> [Provided entries]:
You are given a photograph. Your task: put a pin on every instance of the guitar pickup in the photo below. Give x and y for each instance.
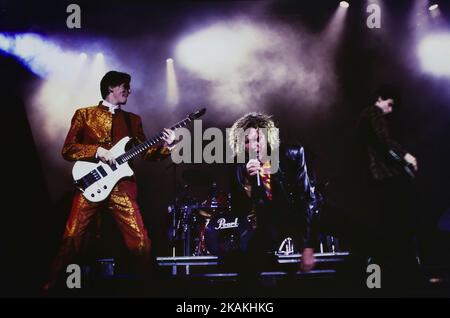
(102, 171)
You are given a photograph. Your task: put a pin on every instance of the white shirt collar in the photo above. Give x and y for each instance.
(111, 107)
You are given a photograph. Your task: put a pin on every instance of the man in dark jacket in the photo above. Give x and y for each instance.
(281, 200)
(389, 168)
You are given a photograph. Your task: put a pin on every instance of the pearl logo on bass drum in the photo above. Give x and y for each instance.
(222, 224)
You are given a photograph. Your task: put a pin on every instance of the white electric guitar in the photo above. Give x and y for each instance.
(96, 180)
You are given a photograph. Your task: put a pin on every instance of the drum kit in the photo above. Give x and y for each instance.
(210, 226)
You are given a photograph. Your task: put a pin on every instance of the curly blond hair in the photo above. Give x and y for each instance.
(252, 120)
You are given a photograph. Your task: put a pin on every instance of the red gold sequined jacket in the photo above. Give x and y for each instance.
(92, 127)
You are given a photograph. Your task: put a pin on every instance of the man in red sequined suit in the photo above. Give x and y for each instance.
(93, 131)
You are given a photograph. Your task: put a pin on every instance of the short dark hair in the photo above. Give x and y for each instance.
(387, 91)
(113, 78)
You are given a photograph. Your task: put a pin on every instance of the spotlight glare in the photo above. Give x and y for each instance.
(433, 7)
(434, 51)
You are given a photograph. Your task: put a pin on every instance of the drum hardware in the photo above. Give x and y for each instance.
(286, 247)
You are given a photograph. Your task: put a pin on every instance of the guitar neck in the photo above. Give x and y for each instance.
(137, 150)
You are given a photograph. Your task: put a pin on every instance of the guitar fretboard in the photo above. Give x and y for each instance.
(133, 152)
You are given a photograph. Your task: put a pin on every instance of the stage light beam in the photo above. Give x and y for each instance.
(433, 7)
(434, 54)
(172, 95)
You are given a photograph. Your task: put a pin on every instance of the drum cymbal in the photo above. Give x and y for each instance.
(197, 177)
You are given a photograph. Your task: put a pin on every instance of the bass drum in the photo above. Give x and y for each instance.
(227, 233)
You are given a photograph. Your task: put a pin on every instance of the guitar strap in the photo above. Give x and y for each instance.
(128, 123)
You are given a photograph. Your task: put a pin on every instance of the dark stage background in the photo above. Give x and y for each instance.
(38, 185)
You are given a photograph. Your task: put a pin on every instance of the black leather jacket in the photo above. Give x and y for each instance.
(293, 194)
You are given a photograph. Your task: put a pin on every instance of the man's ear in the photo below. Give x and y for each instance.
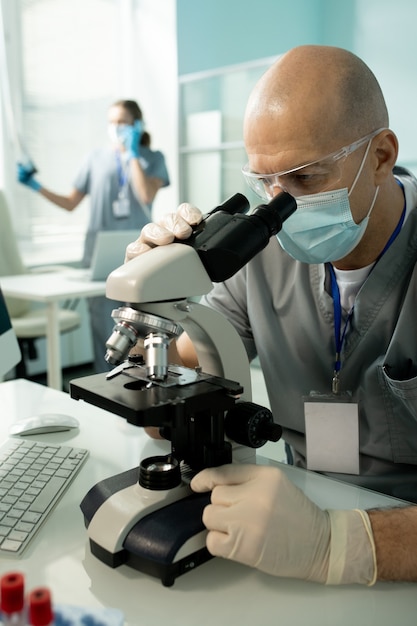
(385, 152)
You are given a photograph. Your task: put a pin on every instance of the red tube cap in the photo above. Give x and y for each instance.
(40, 607)
(12, 592)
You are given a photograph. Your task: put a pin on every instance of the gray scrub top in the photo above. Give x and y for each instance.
(99, 177)
(283, 312)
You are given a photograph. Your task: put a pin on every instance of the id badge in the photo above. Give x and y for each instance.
(121, 207)
(332, 433)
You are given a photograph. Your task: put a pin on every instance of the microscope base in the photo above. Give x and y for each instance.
(165, 544)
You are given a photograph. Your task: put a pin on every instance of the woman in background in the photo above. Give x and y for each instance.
(122, 181)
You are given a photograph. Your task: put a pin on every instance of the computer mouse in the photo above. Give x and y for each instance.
(43, 424)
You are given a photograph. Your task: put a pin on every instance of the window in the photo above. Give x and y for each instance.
(66, 59)
(212, 153)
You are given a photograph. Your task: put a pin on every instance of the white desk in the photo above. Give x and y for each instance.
(218, 592)
(51, 288)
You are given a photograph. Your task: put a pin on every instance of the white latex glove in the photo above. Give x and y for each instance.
(172, 226)
(259, 518)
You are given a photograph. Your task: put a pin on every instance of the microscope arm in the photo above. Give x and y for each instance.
(159, 283)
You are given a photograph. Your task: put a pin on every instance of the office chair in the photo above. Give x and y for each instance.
(29, 323)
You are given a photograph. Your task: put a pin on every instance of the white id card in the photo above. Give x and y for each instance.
(121, 207)
(332, 434)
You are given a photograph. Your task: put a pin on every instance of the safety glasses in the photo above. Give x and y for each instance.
(310, 178)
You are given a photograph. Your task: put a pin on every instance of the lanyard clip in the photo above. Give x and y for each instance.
(336, 383)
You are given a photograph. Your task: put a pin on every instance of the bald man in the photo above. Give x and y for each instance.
(329, 309)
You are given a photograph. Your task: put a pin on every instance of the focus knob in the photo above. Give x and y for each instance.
(251, 425)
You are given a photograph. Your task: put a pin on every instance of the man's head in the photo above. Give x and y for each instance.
(314, 101)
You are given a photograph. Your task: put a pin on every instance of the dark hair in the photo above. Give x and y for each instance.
(136, 112)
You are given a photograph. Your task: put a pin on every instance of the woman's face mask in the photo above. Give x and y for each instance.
(322, 228)
(115, 132)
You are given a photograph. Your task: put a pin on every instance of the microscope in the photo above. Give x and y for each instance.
(148, 517)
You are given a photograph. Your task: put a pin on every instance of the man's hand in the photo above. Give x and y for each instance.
(172, 226)
(259, 518)
(25, 174)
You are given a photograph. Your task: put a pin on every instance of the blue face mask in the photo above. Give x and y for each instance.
(322, 228)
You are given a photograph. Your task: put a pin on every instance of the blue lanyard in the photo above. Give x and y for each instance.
(340, 334)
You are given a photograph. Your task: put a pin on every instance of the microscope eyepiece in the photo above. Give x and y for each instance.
(226, 241)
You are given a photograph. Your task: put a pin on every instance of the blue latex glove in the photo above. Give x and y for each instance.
(130, 137)
(25, 176)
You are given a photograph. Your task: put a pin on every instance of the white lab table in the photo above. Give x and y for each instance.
(51, 288)
(219, 592)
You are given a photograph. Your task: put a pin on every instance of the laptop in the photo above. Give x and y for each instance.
(108, 254)
(10, 354)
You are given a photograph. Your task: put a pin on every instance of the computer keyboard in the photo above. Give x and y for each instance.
(33, 477)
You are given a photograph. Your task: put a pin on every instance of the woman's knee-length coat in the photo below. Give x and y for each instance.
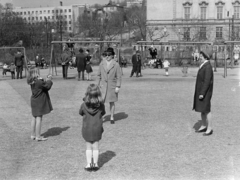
(204, 86)
(109, 79)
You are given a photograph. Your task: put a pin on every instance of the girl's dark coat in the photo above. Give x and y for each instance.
(40, 100)
(204, 86)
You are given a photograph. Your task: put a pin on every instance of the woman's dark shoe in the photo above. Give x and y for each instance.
(89, 169)
(112, 121)
(208, 134)
(202, 130)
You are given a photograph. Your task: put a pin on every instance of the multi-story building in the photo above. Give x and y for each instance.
(66, 15)
(193, 20)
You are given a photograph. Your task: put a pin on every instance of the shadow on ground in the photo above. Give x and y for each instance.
(105, 157)
(55, 131)
(117, 117)
(197, 125)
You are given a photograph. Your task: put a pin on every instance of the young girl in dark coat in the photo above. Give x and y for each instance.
(40, 101)
(88, 65)
(92, 110)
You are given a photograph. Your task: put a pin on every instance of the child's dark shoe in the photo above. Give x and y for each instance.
(95, 167)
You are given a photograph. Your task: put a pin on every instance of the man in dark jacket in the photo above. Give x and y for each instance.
(81, 63)
(203, 93)
(134, 63)
(65, 59)
(19, 63)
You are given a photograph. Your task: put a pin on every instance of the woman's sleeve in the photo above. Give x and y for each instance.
(81, 110)
(103, 110)
(47, 85)
(207, 80)
(119, 76)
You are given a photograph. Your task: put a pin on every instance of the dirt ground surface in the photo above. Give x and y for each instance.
(153, 138)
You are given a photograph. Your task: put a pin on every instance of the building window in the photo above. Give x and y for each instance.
(203, 33)
(186, 34)
(236, 33)
(203, 12)
(236, 12)
(187, 12)
(219, 12)
(219, 32)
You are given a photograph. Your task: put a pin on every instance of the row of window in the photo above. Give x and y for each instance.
(203, 32)
(203, 12)
(44, 11)
(49, 17)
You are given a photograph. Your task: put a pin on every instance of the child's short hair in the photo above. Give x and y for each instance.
(93, 96)
(33, 75)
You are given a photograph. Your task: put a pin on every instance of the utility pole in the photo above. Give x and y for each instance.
(61, 26)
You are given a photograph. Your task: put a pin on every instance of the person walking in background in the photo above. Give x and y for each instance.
(92, 110)
(12, 70)
(203, 94)
(134, 63)
(40, 101)
(139, 65)
(19, 63)
(65, 59)
(166, 65)
(109, 79)
(88, 65)
(5, 68)
(81, 63)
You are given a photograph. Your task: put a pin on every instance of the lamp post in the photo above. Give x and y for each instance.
(61, 26)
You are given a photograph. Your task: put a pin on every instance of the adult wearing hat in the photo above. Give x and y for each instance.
(135, 63)
(81, 63)
(65, 59)
(109, 80)
(203, 93)
(19, 63)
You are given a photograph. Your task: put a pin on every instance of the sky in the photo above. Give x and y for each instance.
(45, 3)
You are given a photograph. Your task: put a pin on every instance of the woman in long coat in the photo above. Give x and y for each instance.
(109, 80)
(203, 94)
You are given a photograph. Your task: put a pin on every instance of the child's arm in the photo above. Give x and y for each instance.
(47, 85)
(81, 110)
(103, 110)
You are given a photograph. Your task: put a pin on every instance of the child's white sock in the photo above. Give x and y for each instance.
(95, 157)
(89, 155)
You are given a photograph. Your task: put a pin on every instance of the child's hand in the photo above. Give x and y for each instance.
(117, 90)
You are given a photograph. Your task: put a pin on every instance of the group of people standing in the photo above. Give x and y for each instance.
(92, 109)
(82, 63)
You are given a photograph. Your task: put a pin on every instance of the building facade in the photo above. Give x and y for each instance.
(65, 15)
(193, 20)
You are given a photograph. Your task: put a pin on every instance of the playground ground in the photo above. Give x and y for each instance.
(153, 138)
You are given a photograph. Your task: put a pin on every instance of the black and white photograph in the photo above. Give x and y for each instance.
(119, 89)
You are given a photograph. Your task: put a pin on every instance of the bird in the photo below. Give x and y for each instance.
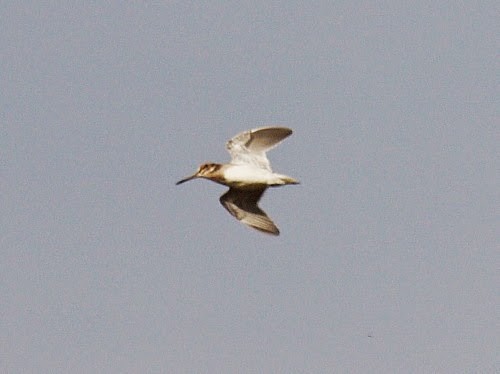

> [Your objective]:
Tally the lines in the items above that contain the word "background". Give only the number.

> [Task output]:
3